**GIVEN DATA**:

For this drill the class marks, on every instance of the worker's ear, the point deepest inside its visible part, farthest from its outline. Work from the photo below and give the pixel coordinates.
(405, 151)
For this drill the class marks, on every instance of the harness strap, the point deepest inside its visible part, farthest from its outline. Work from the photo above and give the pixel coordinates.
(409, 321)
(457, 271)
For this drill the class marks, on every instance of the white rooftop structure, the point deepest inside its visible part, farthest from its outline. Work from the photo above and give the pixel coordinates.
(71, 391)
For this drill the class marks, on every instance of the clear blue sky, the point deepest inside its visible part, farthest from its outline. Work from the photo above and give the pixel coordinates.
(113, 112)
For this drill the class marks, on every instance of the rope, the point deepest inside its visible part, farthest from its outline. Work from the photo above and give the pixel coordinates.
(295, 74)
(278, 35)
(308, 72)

...

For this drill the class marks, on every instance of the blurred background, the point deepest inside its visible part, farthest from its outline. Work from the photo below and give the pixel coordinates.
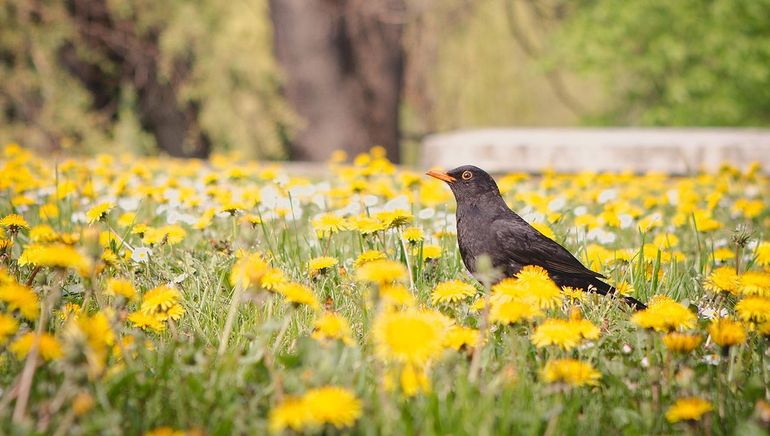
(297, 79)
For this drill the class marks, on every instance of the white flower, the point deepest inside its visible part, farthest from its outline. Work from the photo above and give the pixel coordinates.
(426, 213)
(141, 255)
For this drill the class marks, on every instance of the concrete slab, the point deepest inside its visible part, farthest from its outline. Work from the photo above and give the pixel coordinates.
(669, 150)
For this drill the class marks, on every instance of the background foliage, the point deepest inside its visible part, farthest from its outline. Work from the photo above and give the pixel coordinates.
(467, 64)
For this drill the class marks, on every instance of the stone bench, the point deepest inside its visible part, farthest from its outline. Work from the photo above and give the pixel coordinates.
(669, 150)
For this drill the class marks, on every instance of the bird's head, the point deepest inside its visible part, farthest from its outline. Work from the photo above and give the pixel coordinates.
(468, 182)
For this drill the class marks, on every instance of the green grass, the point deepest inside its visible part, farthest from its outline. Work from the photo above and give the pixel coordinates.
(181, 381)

**TASK TO CARRY OUT**:
Locate every line in the records that contains the string "white" and copy each such line. Matching is case-sensitive.

**REPLY**:
For this drill the class marks, on every instance of the white rooftop structure, the point deepest inside its visible part, farthest from its outline. Work from the photo above and give the pixel coordinates.
For this drill the class marks, on every instance of the white flower, the point deepest inside its visible part, farthest from its outline. Work from the photo above and give the pixel coordinates.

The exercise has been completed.